:: Data rows

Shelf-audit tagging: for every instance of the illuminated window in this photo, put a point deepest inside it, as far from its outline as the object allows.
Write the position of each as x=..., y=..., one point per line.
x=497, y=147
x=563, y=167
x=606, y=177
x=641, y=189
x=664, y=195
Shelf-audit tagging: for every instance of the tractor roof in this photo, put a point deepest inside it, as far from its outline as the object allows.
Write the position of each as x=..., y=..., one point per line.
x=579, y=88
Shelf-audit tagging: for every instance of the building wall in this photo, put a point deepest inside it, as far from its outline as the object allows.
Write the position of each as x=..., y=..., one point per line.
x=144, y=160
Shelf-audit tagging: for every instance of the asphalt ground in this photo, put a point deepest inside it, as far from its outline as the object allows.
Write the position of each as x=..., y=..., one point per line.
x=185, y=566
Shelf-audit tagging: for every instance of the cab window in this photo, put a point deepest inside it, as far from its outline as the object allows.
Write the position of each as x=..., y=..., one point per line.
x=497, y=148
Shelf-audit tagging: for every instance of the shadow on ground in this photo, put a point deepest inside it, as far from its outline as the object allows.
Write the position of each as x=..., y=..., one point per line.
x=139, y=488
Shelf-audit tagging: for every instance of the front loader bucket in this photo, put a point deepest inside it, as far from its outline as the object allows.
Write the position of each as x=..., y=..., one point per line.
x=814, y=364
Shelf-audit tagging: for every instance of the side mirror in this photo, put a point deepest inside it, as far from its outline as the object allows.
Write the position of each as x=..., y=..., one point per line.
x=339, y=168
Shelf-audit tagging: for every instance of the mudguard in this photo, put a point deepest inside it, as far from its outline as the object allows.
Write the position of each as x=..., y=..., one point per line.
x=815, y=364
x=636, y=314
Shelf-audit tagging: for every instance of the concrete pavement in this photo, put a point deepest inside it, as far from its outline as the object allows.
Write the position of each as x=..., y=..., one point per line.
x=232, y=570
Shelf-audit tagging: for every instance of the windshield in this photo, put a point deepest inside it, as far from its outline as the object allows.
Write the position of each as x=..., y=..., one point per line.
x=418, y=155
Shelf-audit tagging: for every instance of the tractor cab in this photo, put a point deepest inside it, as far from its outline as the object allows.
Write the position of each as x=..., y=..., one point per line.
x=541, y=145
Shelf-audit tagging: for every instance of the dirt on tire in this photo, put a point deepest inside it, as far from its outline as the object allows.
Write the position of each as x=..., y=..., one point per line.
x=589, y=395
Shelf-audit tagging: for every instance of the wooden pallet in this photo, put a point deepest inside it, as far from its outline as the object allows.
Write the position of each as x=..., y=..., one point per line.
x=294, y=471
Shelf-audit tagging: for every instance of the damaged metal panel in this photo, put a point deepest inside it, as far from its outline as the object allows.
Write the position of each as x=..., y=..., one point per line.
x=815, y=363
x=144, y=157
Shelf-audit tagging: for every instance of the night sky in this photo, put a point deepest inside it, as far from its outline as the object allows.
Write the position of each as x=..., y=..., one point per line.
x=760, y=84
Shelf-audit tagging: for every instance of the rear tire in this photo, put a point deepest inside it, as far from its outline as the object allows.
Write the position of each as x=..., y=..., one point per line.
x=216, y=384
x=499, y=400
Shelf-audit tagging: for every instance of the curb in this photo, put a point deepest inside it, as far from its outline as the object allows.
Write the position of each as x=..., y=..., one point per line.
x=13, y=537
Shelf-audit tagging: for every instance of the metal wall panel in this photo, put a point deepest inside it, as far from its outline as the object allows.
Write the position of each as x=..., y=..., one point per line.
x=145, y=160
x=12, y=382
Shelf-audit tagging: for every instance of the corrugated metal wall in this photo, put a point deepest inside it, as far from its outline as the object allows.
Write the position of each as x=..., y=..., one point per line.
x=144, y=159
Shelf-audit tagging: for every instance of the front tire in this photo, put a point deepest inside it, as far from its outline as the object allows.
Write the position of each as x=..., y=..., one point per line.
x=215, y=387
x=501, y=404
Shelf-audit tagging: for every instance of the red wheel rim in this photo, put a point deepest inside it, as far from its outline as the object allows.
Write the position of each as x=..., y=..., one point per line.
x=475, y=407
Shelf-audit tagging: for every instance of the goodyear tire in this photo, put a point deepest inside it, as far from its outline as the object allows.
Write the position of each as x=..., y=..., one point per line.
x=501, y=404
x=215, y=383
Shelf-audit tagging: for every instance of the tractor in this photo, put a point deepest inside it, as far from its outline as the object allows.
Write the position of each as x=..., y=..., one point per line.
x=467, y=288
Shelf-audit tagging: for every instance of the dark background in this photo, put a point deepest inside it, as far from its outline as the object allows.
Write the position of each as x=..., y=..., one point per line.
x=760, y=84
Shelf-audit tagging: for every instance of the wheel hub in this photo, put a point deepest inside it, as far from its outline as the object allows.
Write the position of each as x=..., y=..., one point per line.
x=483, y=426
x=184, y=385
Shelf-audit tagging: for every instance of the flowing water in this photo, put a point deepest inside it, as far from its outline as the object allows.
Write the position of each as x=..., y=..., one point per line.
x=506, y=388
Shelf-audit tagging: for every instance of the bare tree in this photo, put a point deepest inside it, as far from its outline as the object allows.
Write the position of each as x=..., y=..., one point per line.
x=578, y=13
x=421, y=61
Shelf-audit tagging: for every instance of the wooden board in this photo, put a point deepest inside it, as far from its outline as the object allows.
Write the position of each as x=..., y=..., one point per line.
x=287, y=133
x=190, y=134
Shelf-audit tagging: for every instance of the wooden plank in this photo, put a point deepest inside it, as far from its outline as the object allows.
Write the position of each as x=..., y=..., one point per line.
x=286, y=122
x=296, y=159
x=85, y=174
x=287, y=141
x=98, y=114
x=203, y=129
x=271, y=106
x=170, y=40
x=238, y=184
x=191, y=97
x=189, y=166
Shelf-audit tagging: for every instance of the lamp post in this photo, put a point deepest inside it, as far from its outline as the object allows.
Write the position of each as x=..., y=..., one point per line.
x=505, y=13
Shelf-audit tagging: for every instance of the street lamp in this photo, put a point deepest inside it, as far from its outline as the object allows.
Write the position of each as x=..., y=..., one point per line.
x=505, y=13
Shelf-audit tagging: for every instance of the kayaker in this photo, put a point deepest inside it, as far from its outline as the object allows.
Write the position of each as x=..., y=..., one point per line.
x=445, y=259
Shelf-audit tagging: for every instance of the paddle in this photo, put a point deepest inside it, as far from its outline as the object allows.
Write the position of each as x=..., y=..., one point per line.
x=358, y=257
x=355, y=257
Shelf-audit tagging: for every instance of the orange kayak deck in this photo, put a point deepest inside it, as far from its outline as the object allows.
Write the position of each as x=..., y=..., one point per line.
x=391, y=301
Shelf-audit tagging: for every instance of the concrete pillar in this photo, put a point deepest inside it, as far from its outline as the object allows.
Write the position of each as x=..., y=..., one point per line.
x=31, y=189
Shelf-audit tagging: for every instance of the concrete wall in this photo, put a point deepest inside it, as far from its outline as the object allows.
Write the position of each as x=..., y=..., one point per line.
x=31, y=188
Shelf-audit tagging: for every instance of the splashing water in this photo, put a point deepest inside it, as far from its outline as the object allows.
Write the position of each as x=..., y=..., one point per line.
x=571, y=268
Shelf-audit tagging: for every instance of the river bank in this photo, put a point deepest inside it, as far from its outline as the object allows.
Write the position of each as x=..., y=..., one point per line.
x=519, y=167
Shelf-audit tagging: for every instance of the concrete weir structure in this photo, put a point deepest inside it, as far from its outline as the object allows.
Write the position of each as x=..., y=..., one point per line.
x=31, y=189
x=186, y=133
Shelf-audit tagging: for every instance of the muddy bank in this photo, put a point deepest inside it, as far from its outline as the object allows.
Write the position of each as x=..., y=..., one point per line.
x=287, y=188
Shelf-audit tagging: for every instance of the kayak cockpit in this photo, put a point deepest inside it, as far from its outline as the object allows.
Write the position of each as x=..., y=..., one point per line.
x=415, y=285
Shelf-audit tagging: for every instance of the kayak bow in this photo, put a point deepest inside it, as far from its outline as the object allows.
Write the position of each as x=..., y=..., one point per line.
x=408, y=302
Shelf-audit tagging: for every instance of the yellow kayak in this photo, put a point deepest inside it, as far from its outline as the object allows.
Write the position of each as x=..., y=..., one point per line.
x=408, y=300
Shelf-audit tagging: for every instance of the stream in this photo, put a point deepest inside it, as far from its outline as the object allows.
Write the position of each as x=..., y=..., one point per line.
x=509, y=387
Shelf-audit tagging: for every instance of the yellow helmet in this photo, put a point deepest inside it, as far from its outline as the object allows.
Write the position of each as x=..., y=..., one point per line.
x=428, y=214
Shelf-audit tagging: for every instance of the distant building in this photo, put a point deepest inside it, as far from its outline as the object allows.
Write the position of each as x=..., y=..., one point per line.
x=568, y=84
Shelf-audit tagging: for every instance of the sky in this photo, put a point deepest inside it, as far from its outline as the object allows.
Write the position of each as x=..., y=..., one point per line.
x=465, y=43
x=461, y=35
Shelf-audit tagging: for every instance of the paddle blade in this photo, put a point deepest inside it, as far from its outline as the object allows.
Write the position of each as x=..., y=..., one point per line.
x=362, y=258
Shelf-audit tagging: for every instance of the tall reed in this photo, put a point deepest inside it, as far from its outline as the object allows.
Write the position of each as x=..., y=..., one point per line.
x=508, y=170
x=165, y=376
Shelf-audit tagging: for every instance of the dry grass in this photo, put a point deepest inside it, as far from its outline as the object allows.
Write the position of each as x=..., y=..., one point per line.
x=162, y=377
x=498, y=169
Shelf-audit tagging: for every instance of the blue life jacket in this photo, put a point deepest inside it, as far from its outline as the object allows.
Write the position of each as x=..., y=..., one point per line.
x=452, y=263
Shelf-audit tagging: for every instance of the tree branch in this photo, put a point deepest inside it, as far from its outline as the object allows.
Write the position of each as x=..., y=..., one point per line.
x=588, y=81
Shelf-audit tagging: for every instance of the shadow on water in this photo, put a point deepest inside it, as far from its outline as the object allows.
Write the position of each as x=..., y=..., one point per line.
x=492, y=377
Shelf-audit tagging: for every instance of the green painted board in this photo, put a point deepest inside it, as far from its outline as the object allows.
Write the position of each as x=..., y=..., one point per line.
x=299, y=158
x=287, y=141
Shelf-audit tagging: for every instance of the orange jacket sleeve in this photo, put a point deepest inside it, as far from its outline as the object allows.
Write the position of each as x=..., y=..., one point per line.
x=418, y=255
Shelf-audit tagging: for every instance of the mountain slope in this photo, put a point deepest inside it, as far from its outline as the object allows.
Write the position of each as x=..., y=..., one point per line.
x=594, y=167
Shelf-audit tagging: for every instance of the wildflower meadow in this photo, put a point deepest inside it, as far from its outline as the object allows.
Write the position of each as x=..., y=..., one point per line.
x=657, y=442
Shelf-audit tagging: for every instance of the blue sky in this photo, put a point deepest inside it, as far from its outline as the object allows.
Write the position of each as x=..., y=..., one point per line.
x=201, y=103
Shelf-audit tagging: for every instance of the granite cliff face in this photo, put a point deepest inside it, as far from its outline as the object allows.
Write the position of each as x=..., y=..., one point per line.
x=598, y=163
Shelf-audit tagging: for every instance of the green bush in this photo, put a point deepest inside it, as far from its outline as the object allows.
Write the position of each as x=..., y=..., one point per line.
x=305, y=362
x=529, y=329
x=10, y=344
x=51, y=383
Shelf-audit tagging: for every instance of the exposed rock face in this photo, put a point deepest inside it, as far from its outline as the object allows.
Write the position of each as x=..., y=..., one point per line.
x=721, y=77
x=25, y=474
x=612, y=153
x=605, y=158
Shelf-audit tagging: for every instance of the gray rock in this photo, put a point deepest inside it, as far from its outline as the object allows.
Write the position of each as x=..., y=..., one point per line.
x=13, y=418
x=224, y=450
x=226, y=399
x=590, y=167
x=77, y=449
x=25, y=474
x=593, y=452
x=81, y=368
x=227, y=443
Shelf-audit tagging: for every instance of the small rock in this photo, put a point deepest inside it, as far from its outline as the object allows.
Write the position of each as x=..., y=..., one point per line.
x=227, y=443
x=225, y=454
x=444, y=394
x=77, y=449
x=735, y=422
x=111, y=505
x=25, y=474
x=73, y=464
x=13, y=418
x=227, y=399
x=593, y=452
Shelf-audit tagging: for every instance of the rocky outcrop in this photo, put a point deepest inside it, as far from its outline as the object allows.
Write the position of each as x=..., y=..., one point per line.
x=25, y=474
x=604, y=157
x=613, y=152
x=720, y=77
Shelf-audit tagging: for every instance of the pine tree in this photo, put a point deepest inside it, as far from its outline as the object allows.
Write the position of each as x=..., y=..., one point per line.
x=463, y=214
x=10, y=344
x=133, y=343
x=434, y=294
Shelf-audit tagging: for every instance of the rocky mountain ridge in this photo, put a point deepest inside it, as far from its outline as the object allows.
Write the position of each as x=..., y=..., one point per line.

::::

**What this task involves**
Starting at the first line of the material and ending at the line that contains "x=579, y=88", give every line as a JSON list of strings, one string per line, with blank lines left out.

**Reply to the exercise**
[
  "Shelf-audit tagging: for every instance of the illuminated window in this photo, put a point deepest inside it, as far from its outline as the object allows.",
  "Write the position of each as x=..., y=..., one point per line.",
  "x=497, y=147",
  "x=563, y=167",
  "x=606, y=177",
  "x=641, y=189",
  "x=664, y=195",
  "Shelf-audit tagging: for every instance of the tractor roof in this photo, put a point deepest inside it, as far from its outline as the object allows.",
  "Write the position of each as x=..., y=..., one point per line.",
  "x=579, y=88"
]